§ **THE PROBLEM**
Copy everything in the World Domination Summit text from "- What brave" down to "were the case.)", with "action" swapped for "step".

[start READING TEXT]

I’m writing this on the morning after the end of the fourth-annual World Domination Summit, my third year of attendance, and my second year of being a volunteer, or “Ambassador”. I still have color powder on my arms from the closing party with DJ Prashant. My notebooks, business cards, and other interesting swag (Brave Bots anyone?) still sit on a heap on the floor. I feel like survived an avalanche, if that avalanche was made up of ideas and goodwill. I’m feeling deeply, deeply, positive about a great many things.
Now the question is: how to keep this feeling going?
Table of Contents
No irony
I wrote about WDS last year. Putting aside the difficulty in describing a creatively named event like this, I often say that it is an “irony-free zone.”
This means that ironic detachment or cynicism, so prevalent everywhere else, is not welcome there. There is only room for support. Everyone in that crowd is genuinely rooting for you. There is no contingent rolling their eyes and saying “you have too much time on your hands” when someone describes their project as “a food truck serving chocolate and relaxation.” (This was actually discussed.)
Mind you, this is entirely self-selecting; those who are cynical about the event and its contents tend to just not go. But this self-selection is largely unconscious. No one who goes to this event actually thinks to leave their own cynicism at home; it just happens.
I believe each attendee realizes that out there, in the rest of the world, there are plenty of people who are going to sabotage your ideas, tell you that what you want to do is crazy, and that you should just get a job. But inside, people here understand that a “crazy” idea is almost always hatched by a fragile individual, and that these great ideas always need a time of gentle incubation, not someone to smash it against the wall.
I hope that this irony-free aspect of WDS will continue, and if it does, it will perhaps be the most remarkable aspect of the event.
Questions
The main theme of the conference, the question posed to us throughout the conference is: how do we live a remarkable life in a conventional world? Tess Vigeland, who spoke last year, ruminated on how to be remarkable, and she herself wasn’t even sure. I figured if a speaker up on stage could not know, then it was okay for me not to know too.
Michael Hyatt, in his talk this year about living a “designed” life, asked us to ponder three questions:
- What do you want to be remembered for?
- What is important?
- What brave action do you need to take today?
(He said that everyone of us probably knew, deep down, what the answer to #3 was. I so wish that were the case.)

[end READING TEXT]
[start DATASET CONTENT]

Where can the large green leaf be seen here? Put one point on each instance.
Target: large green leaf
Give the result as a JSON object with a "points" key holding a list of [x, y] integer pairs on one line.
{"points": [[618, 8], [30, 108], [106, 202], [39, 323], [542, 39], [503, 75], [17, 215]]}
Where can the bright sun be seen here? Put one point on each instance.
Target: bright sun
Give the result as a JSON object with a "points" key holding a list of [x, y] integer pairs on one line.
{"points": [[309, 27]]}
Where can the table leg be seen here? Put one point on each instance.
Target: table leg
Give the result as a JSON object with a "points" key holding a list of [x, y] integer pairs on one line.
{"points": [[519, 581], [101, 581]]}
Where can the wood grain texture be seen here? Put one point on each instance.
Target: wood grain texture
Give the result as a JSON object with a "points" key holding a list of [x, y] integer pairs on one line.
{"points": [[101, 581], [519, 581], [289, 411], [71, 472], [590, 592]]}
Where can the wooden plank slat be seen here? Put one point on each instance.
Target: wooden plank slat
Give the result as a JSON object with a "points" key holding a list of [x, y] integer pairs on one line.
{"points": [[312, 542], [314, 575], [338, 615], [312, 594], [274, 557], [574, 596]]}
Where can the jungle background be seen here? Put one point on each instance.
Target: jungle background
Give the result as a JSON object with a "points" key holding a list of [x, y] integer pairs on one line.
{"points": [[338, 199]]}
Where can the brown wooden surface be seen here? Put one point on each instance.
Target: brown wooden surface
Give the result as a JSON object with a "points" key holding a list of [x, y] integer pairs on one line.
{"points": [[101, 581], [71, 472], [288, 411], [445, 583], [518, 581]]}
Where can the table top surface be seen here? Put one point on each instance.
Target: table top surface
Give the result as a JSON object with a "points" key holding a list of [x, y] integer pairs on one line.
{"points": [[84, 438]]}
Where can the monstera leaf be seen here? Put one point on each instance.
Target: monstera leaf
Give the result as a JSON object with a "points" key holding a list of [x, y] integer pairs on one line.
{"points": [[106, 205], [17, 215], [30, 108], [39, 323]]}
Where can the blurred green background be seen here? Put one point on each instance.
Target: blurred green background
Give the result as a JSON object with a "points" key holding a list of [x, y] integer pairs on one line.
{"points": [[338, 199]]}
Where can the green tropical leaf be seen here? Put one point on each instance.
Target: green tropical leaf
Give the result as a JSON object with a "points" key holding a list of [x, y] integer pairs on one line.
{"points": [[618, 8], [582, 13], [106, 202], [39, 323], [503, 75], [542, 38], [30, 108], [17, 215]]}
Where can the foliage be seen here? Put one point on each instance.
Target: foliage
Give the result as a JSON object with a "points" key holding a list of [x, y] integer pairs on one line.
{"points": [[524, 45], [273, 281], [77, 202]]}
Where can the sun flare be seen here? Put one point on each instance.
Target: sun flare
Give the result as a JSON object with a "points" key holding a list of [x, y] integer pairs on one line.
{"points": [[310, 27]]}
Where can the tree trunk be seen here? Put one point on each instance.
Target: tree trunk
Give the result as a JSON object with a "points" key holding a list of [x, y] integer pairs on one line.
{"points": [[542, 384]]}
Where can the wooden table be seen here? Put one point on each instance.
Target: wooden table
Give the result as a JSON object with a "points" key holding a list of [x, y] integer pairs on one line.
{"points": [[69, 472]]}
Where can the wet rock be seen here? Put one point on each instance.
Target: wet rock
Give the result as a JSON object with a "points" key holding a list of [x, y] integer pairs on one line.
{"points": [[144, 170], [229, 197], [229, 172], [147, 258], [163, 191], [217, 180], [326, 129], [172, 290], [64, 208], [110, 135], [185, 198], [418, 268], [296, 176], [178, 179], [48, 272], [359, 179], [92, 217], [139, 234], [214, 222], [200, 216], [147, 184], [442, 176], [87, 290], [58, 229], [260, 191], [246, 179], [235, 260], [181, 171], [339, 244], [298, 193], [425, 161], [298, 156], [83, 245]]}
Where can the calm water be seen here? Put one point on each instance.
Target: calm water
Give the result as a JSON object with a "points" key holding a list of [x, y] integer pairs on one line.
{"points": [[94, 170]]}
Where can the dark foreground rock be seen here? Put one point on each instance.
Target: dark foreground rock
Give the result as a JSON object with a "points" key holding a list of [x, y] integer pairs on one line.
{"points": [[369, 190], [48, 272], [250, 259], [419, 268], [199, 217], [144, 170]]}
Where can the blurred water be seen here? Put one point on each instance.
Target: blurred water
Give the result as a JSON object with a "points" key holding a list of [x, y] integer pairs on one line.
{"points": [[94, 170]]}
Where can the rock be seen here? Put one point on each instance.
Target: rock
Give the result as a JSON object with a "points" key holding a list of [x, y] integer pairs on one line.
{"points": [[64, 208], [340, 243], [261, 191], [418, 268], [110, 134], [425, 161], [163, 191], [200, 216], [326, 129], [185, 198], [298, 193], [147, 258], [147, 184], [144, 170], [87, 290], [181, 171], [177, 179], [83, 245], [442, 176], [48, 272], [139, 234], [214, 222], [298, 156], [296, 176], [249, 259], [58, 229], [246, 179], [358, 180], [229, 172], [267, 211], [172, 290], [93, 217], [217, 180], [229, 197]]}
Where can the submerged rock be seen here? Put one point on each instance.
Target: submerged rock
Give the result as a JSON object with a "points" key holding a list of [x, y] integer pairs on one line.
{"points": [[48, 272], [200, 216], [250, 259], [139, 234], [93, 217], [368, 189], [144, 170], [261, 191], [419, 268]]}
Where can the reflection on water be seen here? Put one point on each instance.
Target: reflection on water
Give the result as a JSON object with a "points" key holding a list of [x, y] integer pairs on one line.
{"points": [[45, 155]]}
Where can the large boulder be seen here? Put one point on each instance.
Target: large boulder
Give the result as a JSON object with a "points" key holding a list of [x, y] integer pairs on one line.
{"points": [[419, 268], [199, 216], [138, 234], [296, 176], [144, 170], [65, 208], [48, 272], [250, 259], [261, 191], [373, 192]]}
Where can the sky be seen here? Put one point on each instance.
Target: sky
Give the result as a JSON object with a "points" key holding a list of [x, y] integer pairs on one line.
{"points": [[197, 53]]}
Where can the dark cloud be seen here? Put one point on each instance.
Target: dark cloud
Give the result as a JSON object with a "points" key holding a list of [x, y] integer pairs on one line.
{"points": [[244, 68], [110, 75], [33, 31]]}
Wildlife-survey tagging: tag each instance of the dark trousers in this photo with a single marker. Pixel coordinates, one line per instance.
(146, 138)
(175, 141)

[end DATASET CONTENT]

§ **CORRECT RESULT**
- What brave step do you need to take today?
(He said that everyone of us probably knew, deep down, what the answer to #3 was. I so wish that were the case.)